- Text provided -
And just to be clear: the OP experiment works to detect bias because changing the pronoun leaves the semantics unchanged, yet changes the GPT answer. I'm arguing that your analysis of the sentence is flawed.
My comment referred to the first example in the article that seemed to be the one chosen to highlight claimed bias: yet that example merely showed ambiguity interpreted based on probability. You may be right about the benchmark: but that in no way impacts my comment which didn't reference the benchmark.
You also merely linked to a list of sentences. It may well be that GPT-4 does get such a clearly flawed logical statement wrong: but that isn't in that list and I haven't hunted for whatever information is out there that might make your case for you. Hopefully there is clear data regarding that type of testing where the answer is explicitly wrong rather than merely based on a probability assessment. I hadn't taken time to check the various links to see if there is something that clearly describes testing and results for such a thing.
In a world where 70% of clerks are female, I would guess that sentence triggers a mental ambiguity-detector in our brains, which causes a second reading followed by more careful step-by-step analysis to reach the true meaning.
It would be interesting if GPT-4 could be made to reveal if it finds any ambiguity in that sentence. If so, then the solution might be some sort of step-by-step prompt with a rule list questioning bias assumptions whenever ambiguity is high. This would much closer match human reasoning I would think.
GPT-4 acts statistically so to ask for ambiguity would not be possible. For GPT-4, ambiguity would be 50/50 likelihood of a correct match, whereas finding ambiguity in something like the WinoBias data set requires understanding that there is a difference between statistical (historical) data, and the ideal present.

- Extracted data -
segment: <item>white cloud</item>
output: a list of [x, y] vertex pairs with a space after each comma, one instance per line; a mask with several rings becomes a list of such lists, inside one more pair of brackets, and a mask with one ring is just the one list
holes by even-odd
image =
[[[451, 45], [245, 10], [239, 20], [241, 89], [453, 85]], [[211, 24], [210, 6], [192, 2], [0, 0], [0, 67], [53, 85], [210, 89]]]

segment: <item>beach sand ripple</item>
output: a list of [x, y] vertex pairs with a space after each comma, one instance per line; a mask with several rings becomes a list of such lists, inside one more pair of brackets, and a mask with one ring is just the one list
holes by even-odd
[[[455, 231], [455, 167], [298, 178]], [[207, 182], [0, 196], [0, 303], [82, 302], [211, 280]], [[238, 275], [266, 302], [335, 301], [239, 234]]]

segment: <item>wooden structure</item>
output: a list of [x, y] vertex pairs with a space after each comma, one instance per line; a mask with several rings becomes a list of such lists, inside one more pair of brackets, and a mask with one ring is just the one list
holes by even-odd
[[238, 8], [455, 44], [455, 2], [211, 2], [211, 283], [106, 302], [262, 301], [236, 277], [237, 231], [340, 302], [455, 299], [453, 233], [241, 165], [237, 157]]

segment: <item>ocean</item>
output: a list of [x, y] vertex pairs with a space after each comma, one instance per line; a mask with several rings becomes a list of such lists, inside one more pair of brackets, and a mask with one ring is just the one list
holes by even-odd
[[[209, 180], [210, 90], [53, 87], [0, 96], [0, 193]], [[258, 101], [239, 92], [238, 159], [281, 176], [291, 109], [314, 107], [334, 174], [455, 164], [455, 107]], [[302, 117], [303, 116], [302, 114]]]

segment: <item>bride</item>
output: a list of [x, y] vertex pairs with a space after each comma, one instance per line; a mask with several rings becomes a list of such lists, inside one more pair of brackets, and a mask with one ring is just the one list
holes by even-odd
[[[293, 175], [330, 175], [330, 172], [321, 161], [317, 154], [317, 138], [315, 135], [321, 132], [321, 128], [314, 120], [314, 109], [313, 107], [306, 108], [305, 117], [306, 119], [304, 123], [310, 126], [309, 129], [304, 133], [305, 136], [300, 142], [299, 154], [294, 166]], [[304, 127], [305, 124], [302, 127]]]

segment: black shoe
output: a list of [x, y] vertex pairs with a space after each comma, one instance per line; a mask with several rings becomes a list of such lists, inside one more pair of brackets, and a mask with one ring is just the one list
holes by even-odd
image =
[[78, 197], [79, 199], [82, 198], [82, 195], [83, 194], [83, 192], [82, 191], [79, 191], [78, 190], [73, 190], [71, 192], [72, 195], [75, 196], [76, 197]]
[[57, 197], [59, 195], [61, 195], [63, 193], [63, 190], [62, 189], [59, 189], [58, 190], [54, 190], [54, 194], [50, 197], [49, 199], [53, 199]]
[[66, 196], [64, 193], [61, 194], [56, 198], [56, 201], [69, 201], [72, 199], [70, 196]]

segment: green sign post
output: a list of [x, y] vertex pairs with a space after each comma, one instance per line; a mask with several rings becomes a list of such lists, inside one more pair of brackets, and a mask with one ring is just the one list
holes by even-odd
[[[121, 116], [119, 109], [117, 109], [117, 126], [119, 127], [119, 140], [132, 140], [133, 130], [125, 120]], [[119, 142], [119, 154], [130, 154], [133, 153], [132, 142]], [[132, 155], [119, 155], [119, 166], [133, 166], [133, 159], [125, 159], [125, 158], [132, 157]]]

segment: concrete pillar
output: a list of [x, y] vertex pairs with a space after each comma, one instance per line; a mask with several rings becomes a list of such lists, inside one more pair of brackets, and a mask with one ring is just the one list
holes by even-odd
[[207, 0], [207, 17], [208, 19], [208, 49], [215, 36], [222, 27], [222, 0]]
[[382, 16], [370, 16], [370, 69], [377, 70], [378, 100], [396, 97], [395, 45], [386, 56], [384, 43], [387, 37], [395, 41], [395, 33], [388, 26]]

- About this exercise -
Retype the stretch from "You also merely" through "such a thing." in the forum discussion of GPT-4 bias.

- Task answer -
You also merely linked to a list of sentences. It may well be that GPT-4 does get such a clearly flawed logical statement wrong: but that isn't in that list and I haven't hunted for whatever information is out there that might make your case for you. Hopefully there is clear data regarding that type of testing where the answer is explicitly wrong rather than merely based on a probability assessment. I hadn't taken time to check the various links to see if there is something that clearly describes testing and results for such a thing.